__READING TEXT__:
--------------------------------

Delay. Assuming that the first notice was given on October 11 1978, this
amounted to a delay of some six years and 10 days since its due date. Can the
plaintiff succeed after such a delay? 
The plaintiff relies on the decision of the House of Lords in United
Scientific Holdings Ltd
v Burnley Borough Council [1978] AC 904. The
decision was actually given in March 1977. It had always been thought before
that case that in rent review clauses time was of the essence, so that if the
notice was one day late the landlord could not enforce the provision. There
were two appeals before the House of Lords and in neither was there any undue
delay. Lord Simon, at p 942, says this:

The Court of
Chancery would therefore decree specific performance of the conveyance
notwithstanding that various steps leading to completion had not been observed
timeously, provided that B had been guilty of no such delay as to make it
unreasonable for him to call on A to complete out of time or that it would
otherwise be unfair to A.

At p 951 Lord
Salmon says this:

Nevertheless
any unreasonable delay caused by the landlords and which is to the tenants’
prejudice would prevent the rent being revised after the review date.

--------------------------------

__DATA ROWS__:
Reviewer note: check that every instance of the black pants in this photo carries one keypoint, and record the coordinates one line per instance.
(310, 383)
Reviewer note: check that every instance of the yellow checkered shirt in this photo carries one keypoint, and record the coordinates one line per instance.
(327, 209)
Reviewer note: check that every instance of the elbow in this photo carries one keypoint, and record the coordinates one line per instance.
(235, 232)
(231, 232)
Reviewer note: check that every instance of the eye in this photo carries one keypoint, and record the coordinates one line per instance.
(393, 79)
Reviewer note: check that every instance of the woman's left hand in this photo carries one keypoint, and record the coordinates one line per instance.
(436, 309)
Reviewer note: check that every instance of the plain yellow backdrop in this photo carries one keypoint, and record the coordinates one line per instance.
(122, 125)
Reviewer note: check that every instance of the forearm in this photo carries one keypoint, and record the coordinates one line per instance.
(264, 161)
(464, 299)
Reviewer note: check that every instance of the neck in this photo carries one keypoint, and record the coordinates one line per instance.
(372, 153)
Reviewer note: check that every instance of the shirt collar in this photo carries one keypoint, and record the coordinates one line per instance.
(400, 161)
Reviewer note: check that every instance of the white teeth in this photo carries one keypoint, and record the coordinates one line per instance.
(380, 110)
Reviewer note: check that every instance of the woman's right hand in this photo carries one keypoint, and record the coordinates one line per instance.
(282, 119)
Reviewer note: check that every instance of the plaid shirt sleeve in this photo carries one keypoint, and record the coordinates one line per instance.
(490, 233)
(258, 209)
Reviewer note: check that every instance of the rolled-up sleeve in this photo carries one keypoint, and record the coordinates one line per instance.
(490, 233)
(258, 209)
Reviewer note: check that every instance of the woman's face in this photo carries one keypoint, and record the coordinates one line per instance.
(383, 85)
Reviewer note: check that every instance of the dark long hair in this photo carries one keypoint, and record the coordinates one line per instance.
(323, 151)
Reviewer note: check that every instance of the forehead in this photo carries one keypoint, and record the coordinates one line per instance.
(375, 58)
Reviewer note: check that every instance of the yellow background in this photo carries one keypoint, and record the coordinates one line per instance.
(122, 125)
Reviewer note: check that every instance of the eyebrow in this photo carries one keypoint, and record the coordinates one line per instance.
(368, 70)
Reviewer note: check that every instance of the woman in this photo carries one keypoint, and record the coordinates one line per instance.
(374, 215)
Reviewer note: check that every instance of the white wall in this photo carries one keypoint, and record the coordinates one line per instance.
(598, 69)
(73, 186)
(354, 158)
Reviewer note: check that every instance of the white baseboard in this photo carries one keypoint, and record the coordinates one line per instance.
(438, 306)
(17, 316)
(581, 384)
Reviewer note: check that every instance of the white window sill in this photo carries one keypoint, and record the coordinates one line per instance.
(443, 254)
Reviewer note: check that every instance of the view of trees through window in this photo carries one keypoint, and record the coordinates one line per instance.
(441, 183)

--------------------------------

__ACTIONS TO TAKE__:
**A.** In the excerpt on delay, which House of Lords decision does the plaintiff rely on?
**B.** List every person, court, or organization mentioned by name in the excerpt on delay.
**C.** In the excerpt on delay, rewrite the paragraph beginning "The plaintiff relies on" more briefly, keeping its main facts.

__ANSWERS BY TASK__:
**A.** United Scientific Holdings Ltd v Burnley Borough Council [1978] AC 904.

**B.**
- United Scientific Holdings Ltd
- Burnley Borough Council
- House of Lords
- Lord Simon
- Court of Chancery
- Lord Salmon

**C.** The plaintiff relies on the House of Lords decision in United Scientific Holdings Ltd v Burnley Borough Council [1978] AC 904, given in March 1977. Before that case, time was thought to be of the essence in rent review clauses, so a landlord whose notice was even one day late could not enforce the provision. Neither of the two appeals before the House of Lords involved undue delay. Lord Simon commented at p 942.